• **Directives**
[A] According to the article on Python libraries for mining news data, what simple trick is Pygooglenews built on?
[B] Pick up the article on Python libraries for mining news data where it leaves off and keep writing.

• **Supplied text**
4 Python Web Scraping Libraries To Mine News Data

4 Python Web Scraping Libraries To Mine News Data

Four easy-to-use open-sourced Python web scraping libraries to help you build your own news mining solution for your next NLP project, news aggregator, etc.


All libraries listed in this article work without any API or service: you can start using it straight away.


Each library mentioned in this article is accompanied with an interactive Python shell that you can run in this tab.


News data aggregation and extraction are performed by many on a commercial scale. For these use cases, various services like our own— NewsCatcher's News API exists, but in case you are going for a DIY solution for your mini-project, you can use some ready-to-use Python Libraries or a collection of them. You can use these libraries as news web scrapers to fetch news data through a few lines of code in Python.


For today’s demonstration, we will be looking at someb Python "web scraping" libraries in particular that can help you in mining news articles. These can work well as news API alternatives when used on a small scale for a limited use case:


PyGoogleNews

pygooglenews-demo.gif

This library, created by the NewsCatcher Team, acts like a Python wrapper for Google News or an unofficial Google News API. Pygooglenews is a web scraping library that is based on one simple trick: it exploits a lightweight Google News RSS feed.


GitHub link

To install run: pip install pygooglenews


In simple terms, it acts as a wrapper library for the Google RSS feed, which you can easily install using PIP and then import into your code. 


What data points can it fetch for you?

  • Top stories
  • Topic-related news feeds
  • Geolocation specific news feed
  • An extensive query-based search feed


The code above shows how you can extract certain data points from the top news articles in the Google RSS feed. You can replace the code “gn.top_news()” with “gn.topic_headlines('business')” to get the top headlines related to “Business” or you could have replaced it with “gn.geo_headlines('San Fran')” to get the top news in the San Fransisco region.


You can also use complex queries such as “gn.search('boeing OR airbus')” to find news articles mentioning Boeing or Airbus or “gn.search('boeing -airbus')” to find all news articles that mention Boeing but not Airbus.


When web-scraping news articles with this library, for every news entry that you capture, you get the following data points, that you can use for data processing or training your machine learning model, or running NLP scripts:

  1. Title - contains the Headline for the article
  2. Link - the original link for the article
  3. Published - the date on which it was published
  4. Summary - the article summary
  5. Source - the website on which it was published
  6. Sub-Articles - list of titles, publishers, and links that are on the same topic


We extracted just a few of the available data points, but you can extract the others as well, based on your requirements. Here’s a small example of the results produced by complex queries.


If you run the code below:

from pygooglenews import GoogleNews gn = GoogleNews() s = gn.search('boeing OR airbus') for entry in s["entries"]:     print(entry["title"])


You will be getting an output like this:

google news titles


So, we printed the titles of the articles that we got as a result of running the search based on a complex query, and you can see that each article is about Boeing or Airbus. You can use other querying options as explained on the Github page of the library to perform even more complicated queries on the latest news using PyGoogleNews. This is what makes this library very handy and easy to use even for beginners.

• **Data extract**
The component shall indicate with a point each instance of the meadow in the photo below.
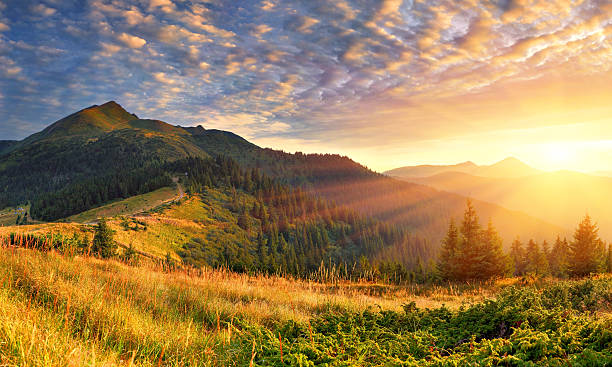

• **Task-by-task answers**
[A] It exploits a lightweight Google News RSS feed.

[B]
NewsCatcher

This one is an open-source created by our team, that can be used in DIY projects. It’s a simple Python web scraping library that can be used for web scraping news articles from almost any news website. You can also use certain functions to gather details related to a news website. Let’s elaborate with examples and running code.


To install run: pip install newscatcher

GitHub link



In case you want to grab the headlines from a news website, you can just create a Newscatcher object passing the website URL (remember to remove the HTTP and the www and just provide the website name and extension), and use the get_headlines() function to obtain the top headlines from the website. If you run the code below:


from newscatcher import Newscatcher, describe_url mm = Newscatcher(website = 'mediamatters.org') for index, headline in enumerate(mm.get_headlines()):   print(index, headline)



You will be receiving the top headlines in the output:

newscatcher demo


We have truncated the results, but you can run the same in your system, to view all the results.  In case you want to view all the data points related to a particular news article, you will have to choose a different route.


In the code above, we used the get_news() function to get the top news from nytimes.com. While extracting just a few of the data points, you can get all of them for further processing:

  • Title
  • Link
  • Authors
  • Tags
  • Date
  • Summary
  • Content
  • Link for Comments
  • Post_id


We ran the code to obtain the JSON shown below. The tags can come in very handy in case you want to sort through hundreds of news articles or store them in cloud storage in a format such that they can be used later on in your NLP or ML projects.

newscatcher article JSON


While these were the tools to obtain news information, you can also use the “describe_url” function to get details related to websites. For example, we took 3 news URLs, and obtained this information related to them:


from newscatcher import describe_url websites = ['nytimes.com', 'cronachediordinariorazzismo.org', 'libertaegiustizia.it'] for website in websites:   print(describe_url(website))


We got the data points such as URL, language, country, and topics for all the websites that we passed in a list.

newscatcher describe URL


You can see how it identified the 2nd and 3rd websites to be of Italian origin and the topics for all 3. Some data points like the country may not be available for all the websites since they are providing services worldwide.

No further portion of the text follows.